• **TEXT SHOWN**:
-- START --

The things I learned in my first three years of becoming a professional at a startup

16 Jan 2018

This story was originally posted on Medium here

Starting as an intern at Blendle, becoming a graduate, getting a job and going back to school again. That’s what my story is about. I’d like to tell you how I experienced this roundtrip in a series of lessons.

Where it began

If we go back almost 3 years, we find me, being a Communication and Multimedia Design student. At that point I needed to find a company that I would like to join as an intern. While doing this, various things popped up in my head. For example: study can teach you a lot, but it’s simply not work. Don’t let that thought withhold you from doing things. You will probably make some mistakes, but learn more as long as you’re not afraid of making them.

Finding the one

Make sure you ask yourself what you really would like to do apart from money or moving issues. For me it helped that Blendle was a startup, something I really liked. Also the strong idea behind the company and the vibe they were showing made me happy. So it felt like the right choice for me. Why settle for less? Even for an internship.

A picture of ‘my’ spot at the previous office, which made me very proud back then.

Take off!

In a short amount of time I experienced how learning just continued within office walls, with the upgraded tempo as a difference. Next to that, everything grew. On company level there is the amount of colleagues, investments, product and anything else you can think of. And personally, all kinds of knowledge improved. First, the thing I worried about the most as a developer; programming languages. After all it now seems to be just a minor skillset that can be developed easily while working. Vital are soft skills in questioning things, asking for help, speaking up, presenting your ideas, and being ambitious and a good team-member.

Stage 2

At this point my internship ended and got its continuation in graduating from Communication and Multimedia Design and a ‘real’ contract at Blendle followed. I kept working in team ‘Workflow’. In short: the articles Blendle sells are delivered by publishers in all sorts and shapes. They need to get converted to the same format, in order to show them nicely. Most new deliveries require a new piece of code, implementation in the infrastructure or bring up a case to create some software around it. Building those pieces let me learn a lot. It felt incredibly valuable, as I was making impact with every new newspaper or magazine that showed up on the website. Find yourself something you ‘own’ and can be proud of.

-- END --

• **DIRECTIVE 1**:
Reproduce word for word the stretch of the startup post from "Where it began" through "for an internship.".

• **EXTRACTED INFORMATION**:
-- START --

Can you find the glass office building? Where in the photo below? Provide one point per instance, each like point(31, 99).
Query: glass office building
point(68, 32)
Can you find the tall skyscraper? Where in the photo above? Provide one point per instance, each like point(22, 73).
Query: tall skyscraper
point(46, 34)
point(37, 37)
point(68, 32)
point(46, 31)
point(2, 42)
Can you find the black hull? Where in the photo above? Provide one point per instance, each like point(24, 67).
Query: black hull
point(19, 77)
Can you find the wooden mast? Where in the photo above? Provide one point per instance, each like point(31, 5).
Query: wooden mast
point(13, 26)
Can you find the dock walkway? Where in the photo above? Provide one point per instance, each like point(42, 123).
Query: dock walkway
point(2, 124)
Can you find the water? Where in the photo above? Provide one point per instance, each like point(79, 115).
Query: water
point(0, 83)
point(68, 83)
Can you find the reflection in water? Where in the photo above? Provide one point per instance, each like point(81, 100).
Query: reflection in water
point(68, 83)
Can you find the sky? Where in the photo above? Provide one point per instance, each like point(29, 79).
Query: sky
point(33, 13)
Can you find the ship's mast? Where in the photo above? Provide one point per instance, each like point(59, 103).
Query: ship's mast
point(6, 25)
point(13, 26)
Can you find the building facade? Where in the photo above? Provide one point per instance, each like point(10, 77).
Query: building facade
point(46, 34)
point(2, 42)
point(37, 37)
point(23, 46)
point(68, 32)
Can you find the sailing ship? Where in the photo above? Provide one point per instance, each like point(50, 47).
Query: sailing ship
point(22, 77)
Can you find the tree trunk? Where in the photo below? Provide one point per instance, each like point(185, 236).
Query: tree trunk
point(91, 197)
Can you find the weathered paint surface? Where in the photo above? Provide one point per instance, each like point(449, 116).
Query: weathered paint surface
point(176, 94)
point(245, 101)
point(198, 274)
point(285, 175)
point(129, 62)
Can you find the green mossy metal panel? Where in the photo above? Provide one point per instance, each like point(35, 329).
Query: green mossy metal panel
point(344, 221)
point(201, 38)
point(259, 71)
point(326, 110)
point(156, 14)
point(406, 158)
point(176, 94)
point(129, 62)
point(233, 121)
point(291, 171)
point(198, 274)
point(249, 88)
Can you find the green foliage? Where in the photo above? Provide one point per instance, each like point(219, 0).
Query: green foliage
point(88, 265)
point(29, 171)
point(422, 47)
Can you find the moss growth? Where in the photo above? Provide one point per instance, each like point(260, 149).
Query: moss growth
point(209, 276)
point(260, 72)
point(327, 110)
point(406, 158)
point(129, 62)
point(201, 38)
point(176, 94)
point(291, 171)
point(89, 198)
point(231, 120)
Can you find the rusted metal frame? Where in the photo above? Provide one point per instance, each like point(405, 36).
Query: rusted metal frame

-- END --

• **DIRECTIVE 2**:
Quote the stretch of the records from the line containing "Can you find the green foliage?" through the last line of the records, without changing anything.

• **TASK ANSWER 1**:
Where it began

If we go back almost 3 years, we find me, being a Communication and Multimedia Design student. At that point I needed to find a company that I would like to join as an intern. While doing this, various things popped up in my head. For example: study can teach you a lot, but it’s simply not work. Don’t let that thought withhold you from doing things. You will probably make some mistakes, but learn more as long as you’re not afraid of making them.

Finding the one

Make sure you ask yourself what you really would like to do apart from money or moving issues. For me it helped that Blendle was a startup, something I really liked. Also the strong idea behind the company and the vibe they were showing made me happy. So it felt like the right choice for me. Why settle for less? Even for an internship.

• **TASK ANSWER 2**:
Can you find the green foliage? Where in the photo above? Provide one point per instance, each like point(219, 0).
Query: green foliage
point(88, 265)
point(29, 171)
point(422, 47)
Can you find the moss growth? Where in the photo above? Provide one point per instance, each like point(260, 149).
Query: moss growth
point(209, 276)
point(260, 72)
point(327, 110)
point(406, 158)
point(129, 62)
point(201, 38)
point(176, 94)
point(291, 171)
point(89, 198)
point(231, 120)
Can you find the rusted metal frame? Where in the photo above? Provide one point per instance, each like point(405, 36).
Query: rusted metal frame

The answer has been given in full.